Provided entries:

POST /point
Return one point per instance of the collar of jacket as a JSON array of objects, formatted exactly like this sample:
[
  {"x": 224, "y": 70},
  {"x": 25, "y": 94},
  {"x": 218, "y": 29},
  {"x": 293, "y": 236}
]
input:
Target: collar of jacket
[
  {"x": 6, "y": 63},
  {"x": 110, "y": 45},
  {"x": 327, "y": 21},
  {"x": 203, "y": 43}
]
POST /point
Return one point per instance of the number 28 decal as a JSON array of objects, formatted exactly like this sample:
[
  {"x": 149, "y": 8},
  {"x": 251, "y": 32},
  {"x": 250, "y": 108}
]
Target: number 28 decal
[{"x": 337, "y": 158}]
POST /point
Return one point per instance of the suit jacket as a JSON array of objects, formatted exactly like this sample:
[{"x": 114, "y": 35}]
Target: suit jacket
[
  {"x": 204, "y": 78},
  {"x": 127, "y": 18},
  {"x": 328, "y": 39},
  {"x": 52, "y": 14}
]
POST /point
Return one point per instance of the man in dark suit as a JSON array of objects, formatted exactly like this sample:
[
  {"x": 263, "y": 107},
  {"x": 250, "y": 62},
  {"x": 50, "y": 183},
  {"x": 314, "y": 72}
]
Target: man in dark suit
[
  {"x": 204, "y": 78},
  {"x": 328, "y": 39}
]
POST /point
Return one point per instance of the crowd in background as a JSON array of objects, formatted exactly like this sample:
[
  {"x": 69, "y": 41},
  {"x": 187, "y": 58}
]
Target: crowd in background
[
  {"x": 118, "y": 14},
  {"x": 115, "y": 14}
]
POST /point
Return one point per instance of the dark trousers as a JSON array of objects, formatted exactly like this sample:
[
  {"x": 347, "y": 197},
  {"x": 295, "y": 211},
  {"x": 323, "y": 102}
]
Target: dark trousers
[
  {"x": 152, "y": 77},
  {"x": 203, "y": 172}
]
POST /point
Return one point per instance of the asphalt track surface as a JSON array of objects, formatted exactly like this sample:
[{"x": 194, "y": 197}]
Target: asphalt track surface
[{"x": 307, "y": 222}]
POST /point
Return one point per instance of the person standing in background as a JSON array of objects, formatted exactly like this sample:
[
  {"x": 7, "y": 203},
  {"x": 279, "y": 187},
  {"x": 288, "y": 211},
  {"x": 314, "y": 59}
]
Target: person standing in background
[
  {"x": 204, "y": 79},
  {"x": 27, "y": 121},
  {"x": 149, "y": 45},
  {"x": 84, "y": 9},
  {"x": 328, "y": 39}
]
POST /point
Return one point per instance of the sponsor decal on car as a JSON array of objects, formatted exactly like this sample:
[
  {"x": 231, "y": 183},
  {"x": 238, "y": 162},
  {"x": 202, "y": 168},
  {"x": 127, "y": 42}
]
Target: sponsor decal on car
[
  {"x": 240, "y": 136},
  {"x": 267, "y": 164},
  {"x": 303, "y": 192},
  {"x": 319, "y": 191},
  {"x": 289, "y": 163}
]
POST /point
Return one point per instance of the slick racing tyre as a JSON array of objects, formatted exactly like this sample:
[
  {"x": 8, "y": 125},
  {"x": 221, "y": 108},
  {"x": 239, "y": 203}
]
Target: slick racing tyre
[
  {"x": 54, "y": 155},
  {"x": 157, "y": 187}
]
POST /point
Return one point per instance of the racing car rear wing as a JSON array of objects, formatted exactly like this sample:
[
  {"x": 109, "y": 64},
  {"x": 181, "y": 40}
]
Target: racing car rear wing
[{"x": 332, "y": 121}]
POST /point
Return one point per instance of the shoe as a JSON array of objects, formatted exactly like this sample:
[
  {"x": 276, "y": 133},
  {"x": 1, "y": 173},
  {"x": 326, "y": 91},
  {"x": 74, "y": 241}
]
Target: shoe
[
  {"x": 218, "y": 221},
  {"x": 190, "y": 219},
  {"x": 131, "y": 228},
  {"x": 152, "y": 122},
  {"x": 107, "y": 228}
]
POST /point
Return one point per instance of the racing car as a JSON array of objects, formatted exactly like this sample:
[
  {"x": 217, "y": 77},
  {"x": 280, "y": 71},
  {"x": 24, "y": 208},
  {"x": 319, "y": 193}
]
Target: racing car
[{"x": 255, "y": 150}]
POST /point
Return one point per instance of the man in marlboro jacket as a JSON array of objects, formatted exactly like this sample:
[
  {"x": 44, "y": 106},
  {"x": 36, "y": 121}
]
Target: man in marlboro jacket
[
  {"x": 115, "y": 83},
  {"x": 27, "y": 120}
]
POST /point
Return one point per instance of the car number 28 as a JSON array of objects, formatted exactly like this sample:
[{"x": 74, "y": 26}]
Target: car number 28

What you need to do: Write down all of the records again, word for word.

Exercise response:
POST /point
Return one point per instance of the collar of jacket as a JSON array of objects, formatted exactly like this sample:
[
  {"x": 224, "y": 70},
  {"x": 25, "y": 94},
  {"x": 218, "y": 29},
  {"x": 293, "y": 236}
]
input:
Target: collar of jacket
[
  {"x": 6, "y": 63},
  {"x": 110, "y": 45},
  {"x": 327, "y": 21},
  {"x": 203, "y": 43}
]
POST /point
Return one point per instance of the number 28 decal as a JSON array of objects, formatted exactly like this sample:
[
  {"x": 149, "y": 8},
  {"x": 251, "y": 32},
  {"x": 250, "y": 108}
]
Target: number 28 decal
[{"x": 337, "y": 158}]
POST /point
Return one point per instance of the suit jacket as a JSON array of objects, formatted exactly like this sample:
[{"x": 114, "y": 35}]
Target: suit jacket
[
  {"x": 204, "y": 78},
  {"x": 127, "y": 18},
  {"x": 328, "y": 39},
  {"x": 52, "y": 14}
]
POST /point
Return one point per instance of the man in dark suit as a JSON array of objects, formatted exactly like this sample:
[
  {"x": 263, "y": 107},
  {"x": 250, "y": 62},
  {"x": 50, "y": 183},
  {"x": 314, "y": 72}
]
Target: man in dark suit
[
  {"x": 204, "y": 78},
  {"x": 328, "y": 39}
]
POST /point
Return one point per instance of the crowd in background as a JSON array of objects, formatted exactly like this sample:
[
  {"x": 69, "y": 41},
  {"x": 187, "y": 58}
]
Target: crowd in background
[
  {"x": 118, "y": 14},
  {"x": 115, "y": 14}
]
POST /point
Return one point per instance of the dark trousers as a JSON array of objects, formatted exactly like this sample:
[
  {"x": 347, "y": 197},
  {"x": 295, "y": 211},
  {"x": 323, "y": 102}
]
Target: dark trousers
[
  {"x": 152, "y": 77},
  {"x": 203, "y": 172}
]
POST /point
Return one point per instance of the asphalt track surface as a JSON array of objects, formatted exactly like this sample:
[{"x": 194, "y": 197}]
Target: asphalt track surface
[{"x": 307, "y": 222}]
POST /point
Return one point per instance of the person standing in background as a JSON array of objects, formatted exactly like this sample:
[
  {"x": 7, "y": 203},
  {"x": 279, "y": 187},
  {"x": 288, "y": 211},
  {"x": 314, "y": 59}
]
Target: person standing in background
[
  {"x": 204, "y": 79},
  {"x": 27, "y": 121},
  {"x": 149, "y": 45},
  {"x": 84, "y": 9},
  {"x": 328, "y": 39}
]
POST /point
Return one point per instance of the sponsor decal on car as a JSON array of objects, formatted exactly like this sample:
[
  {"x": 231, "y": 183},
  {"x": 238, "y": 162},
  {"x": 202, "y": 168},
  {"x": 127, "y": 42}
]
Target: sponsor decal on car
[
  {"x": 240, "y": 136},
  {"x": 267, "y": 164},
  {"x": 303, "y": 192},
  {"x": 319, "y": 191},
  {"x": 289, "y": 163}
]
POST /point
Return one point per instance of the slick racing tyre as a JSON array of objects, formatted exactly like this sample:
[
  {"x": 8, "y": 125},
  {"x": 221, "y": 108},
  {"x": 239, "y": 203}
]
Target: slick racing tyre
[
  {"x": 54, "y": 155},
  {"x": 157, "y": 187}
]
POST /point
Return one point per instance of the racing car rear wing as a JSON array of objects, formatted exactly like this sample:
[
  {"x": 109, "y": 64},
  {"x": 181, "y": 40}
]
Target: racing car rear wing
[{"x": 332, "y": 121}]
POST /point
Return one point per instance of the shoe as a JSON array of objects, formatted exactly like this sample:
[
  {"x": 276, "y": 133},
  {"x": 1, "y": 173},
  {"x": 326, "y": 91},
  {"x": 74, "y": 241}
]
Target: shoe
[
  {"x": 218, "y": 221},
  {"x": 190, "y": 219},
  {"x": 131, "y": 228},
  {"x": 152, "y": 122},
  {"x": 107, "y": 228}
]
POST /point
Return one point per instance of the racing car as a JSON array of objects, formatted exactly like this sample:
[
  {"x": 217, "y": 77},
  {"x": 280, "y": 71},
  {"x": 24, "y": 208},
  {"x": 319, "y": 193}
]
Target: racing car
[{"x": 255, "y": 150}]
POST /point
Return one point per instance of the man in marlboro jacket as a JSON array of objects, formatted exactly like this sample:
[
  {"x": 44, "y": 106},
  {"x": 36, "y": 121}
]
Target: man in marlboro jacket
[
  {"x": 115, "y": 83},
  {"x": 27, "y": 120}
]
POST /point
Return one point per instance of the car number 28 as a JSON array of objects, formatted exactly like this sample:
[{"x": 74, "y": 26}]
Target: car number 28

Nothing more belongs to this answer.